• _Problem requirements_
Can you print the lines of the material below exactly, from the line with "Box every drooping leaf you can see." through the end of the material, both ends included, leaving the pictures out of your answer?

• _Data for the task_
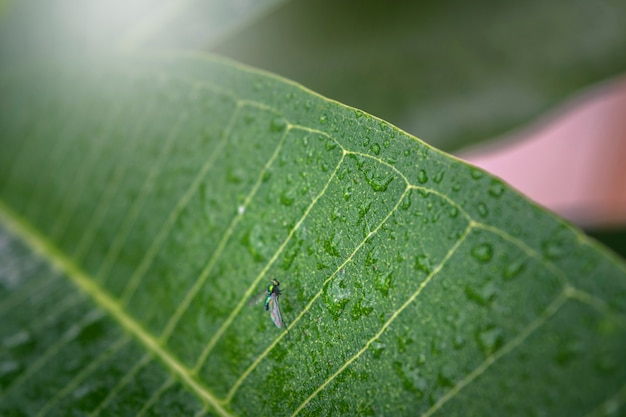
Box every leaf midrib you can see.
[0,199,233,417]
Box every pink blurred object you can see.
[458,79,626,228]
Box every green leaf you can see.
[212,0,626,150]
[0,54,626,416]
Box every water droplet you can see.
[541,238,567,260]
[396,335,414,353]
[465,281,497,307]
[476,203,489,218]
[343,185,352,201]
[241,223,268,262]
[415,253,433,274]
[324,276,352,320]
[280,188,296,207]
[503,258,526,281]
[323,138,337,151]
[350,293,374,320]
[324,233,341,257]
[476,326,504,356]
[365,174,395,192]
[489,179,504,197]
[470,167,485,180]
[270,116,287,132]
[374,271,393,297]
[417,169,428,184]
[392,362,428,398]
[369,340,386,359]
[400,191,411,210]
[472,242,493,263]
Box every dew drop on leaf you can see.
[324,276,352,320]
[415,254,433,274]
[374,271,393,297]
[503,258,526,281]
[470,168,484,180]
[471,243,493,263]
[465,281,496,307]
[280,189,296,207]
[437,364,455,388]
[541,238,566,260]
[476,327,504,356]
[270,116,287,132]
[476,203,489,218]
[392,361,428,398]
[433,170,444,184]
[417,169,428,184]
[489,180,504,197]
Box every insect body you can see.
[264,279,283,328]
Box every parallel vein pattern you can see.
[0,56,626,416]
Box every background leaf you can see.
[0,54,626,415]
[211,0,626,151]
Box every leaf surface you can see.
[0,54,626,416]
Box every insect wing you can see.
[267,293,283,328]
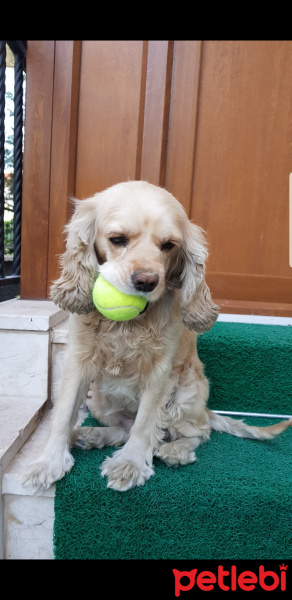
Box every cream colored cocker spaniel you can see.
[23,181,292,492]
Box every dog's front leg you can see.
[101,368,173,492]
[22,354,89,493]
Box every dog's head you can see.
[51,181,218,332]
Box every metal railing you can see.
[0,40,26,298]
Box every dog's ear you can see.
[51,197,98,314]
[179,221,218,333]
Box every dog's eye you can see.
[161,242,174,250]
[109,235,128,246]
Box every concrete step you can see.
[2,408,88,560]
[0,315,292,559]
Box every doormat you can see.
[54,322,292,560]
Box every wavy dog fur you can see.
[23,181,292,492]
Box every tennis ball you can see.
[92,275,147,321]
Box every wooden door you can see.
[22,41,292,316]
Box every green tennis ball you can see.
[92,275,147,321]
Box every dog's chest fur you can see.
[73,296,183,385]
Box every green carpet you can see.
[54,322,292,560]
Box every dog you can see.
[23,181,292,492]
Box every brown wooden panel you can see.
[21,41,55,298]
[47,41,81,296]
[206,270,292,305]
[165,41,201,215]
[137,41,173,186]
[76,41,145,198]
[191,41,292,288]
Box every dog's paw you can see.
[156,440,196,467]
[21,451,74,494]
[101,452,154,492]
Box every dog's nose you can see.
[131,271,159,292]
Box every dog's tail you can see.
[207,409,292,440]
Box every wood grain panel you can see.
[76,41,144,198]
[21,41,55,298]
[165,41,201,215]
[191,41,292,290]
[137,41,173,186]
[47,41,81,296]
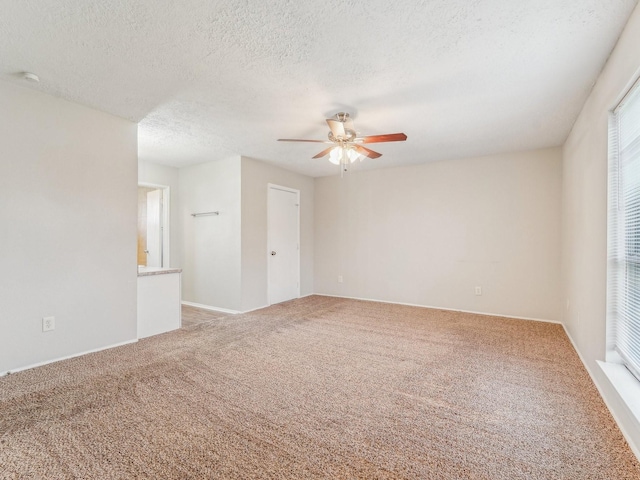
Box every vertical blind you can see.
[607,77,640,379]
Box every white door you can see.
[267,185,300,305]
[146,190,162,267]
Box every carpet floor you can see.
[0,296,640,480]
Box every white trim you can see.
[312,293,562,325]
[182,300,242,315]
[609,68,640,113]
[239,299,270,313]
[268,183,302,311]
[138,182,171,267]
[0,338,138,377]
[562,324,640,459]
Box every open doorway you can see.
[137,184,170,267]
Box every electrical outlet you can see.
[42,317,56,332]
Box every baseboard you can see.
[313,293,562,325]
[0,338,138,377]
[182,300,243,315]
[562,324,640,460]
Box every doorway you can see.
[267,184,300,305]
[137,184,170,267]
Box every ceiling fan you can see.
[278,112,407,170]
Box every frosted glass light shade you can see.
[329,147,342,165]
[347,148,360,163]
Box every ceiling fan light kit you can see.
[278,112,407,173]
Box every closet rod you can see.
[191,212,220,217]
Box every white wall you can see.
[562,2,640,452]
[138,161,182,268]
[0,83,137,372]
[315,148,561,320]
[179,157,242,311]
[242,157,314,311]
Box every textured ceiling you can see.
[0,0,637,176]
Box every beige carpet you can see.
[0,296,640,480]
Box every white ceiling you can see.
[0,0,637,176]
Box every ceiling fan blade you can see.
[311,147,335,158]
[358,133,407,143]
[353,145,382,158]
[278,138,331,143]
[344,117,356,132]
[327,118,346,138]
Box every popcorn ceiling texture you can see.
[0,296,640,480]
[0,0,637,175]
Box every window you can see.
[607,77,640,380]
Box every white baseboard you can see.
[313,293,562,325]
[0,338,138,377]
[182,300,243,315]
[562,324,640,460]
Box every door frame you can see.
[138,182,171,268]
[265,183,301,305]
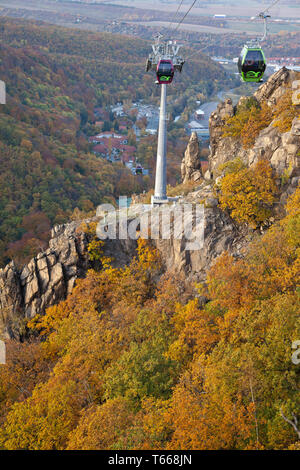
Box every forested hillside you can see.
[0,18,230,265]
[0,187,300,450]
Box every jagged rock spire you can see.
[181,132,203,183]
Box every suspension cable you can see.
[169,0,184,28]
[263,0,280,13]
[174,0,197,33]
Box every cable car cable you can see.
[262,0,280,13]
[169,0,184,28]
[174,0,198,33]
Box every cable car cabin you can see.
[156,59,174,85]
[135,165,143,175]
[238,46,267,82]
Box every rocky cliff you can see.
[209,68,300,177]
[181,132,202,183]
[0,69,300,337]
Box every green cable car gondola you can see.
[238,44,267,83]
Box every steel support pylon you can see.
[152,84,168,204]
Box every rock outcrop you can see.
[153,182,248,282]
[0,69,300,338]
[209,68,300,177]
[0,222,88,337]
[181,132,203,183]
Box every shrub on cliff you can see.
[219,160,277,228]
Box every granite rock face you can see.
[0,222,88,337]
[181,132,203,183]
[153,182,253,282]
[209,68,300,177]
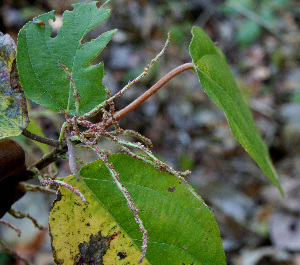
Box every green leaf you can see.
[50,154,226,265]
[190,27,283,193]
[0,32,28,139]
[17,2,115,114]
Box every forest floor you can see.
[0,0,300,265]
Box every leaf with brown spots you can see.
[50,154,226,265]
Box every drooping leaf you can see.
[0,32,28,139]
[190,27,282,193]
[50,154,226,265]
[17,2,115,114]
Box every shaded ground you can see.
[0,0,300,265]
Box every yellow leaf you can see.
[49,176,150,265]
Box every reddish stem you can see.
[105,63,195,129]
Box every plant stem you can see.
[105,63,195,128]
[22,129,60,147]
[27,144,68,173]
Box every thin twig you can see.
[22,129,60,147]
[79,32,171,120]
[105,63,195,128]
[27,144,68,173]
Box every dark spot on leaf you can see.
[117,252,127,260]
[168,186,176,192]
[75,231,117,265]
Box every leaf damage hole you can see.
[75,231,118,265]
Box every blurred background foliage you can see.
[0,0,300,265]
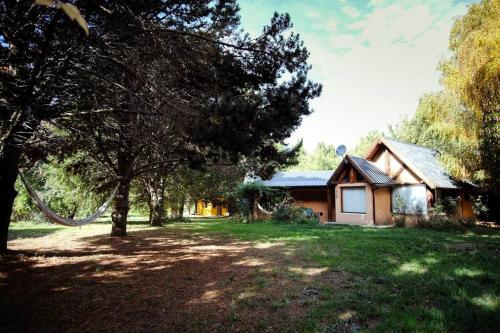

• _Response_
Box every drooping leaf you can see.
[0,32,28,139]
[190,27,282,193]
[50,154,226,265]
[17,2,115,114]
Box every shaded ground you can see.
[0,0,300,265]
Box every yellow leaf you can see.
[49,176,150,265]
Box every reddish stem you can see.
[105,63,195,129]
Box every plant stem you can see.
[105,63,195,128]
[22,129,60,147]
[27,144,68,173]
Box every thin twig you can see.
[22,129,60,147]
[79,32,171,120]
[105,63,195,128]
[27,144,68,173]
Box every dark spot on leaf you can see.
[117,252,127,260]
[168,186,176,192]
[75,231,117,265]
Box every leaf damage hole you can see.
[75,231,118,265]
Box every blurred background foliage you can see.
[0,0,300,265]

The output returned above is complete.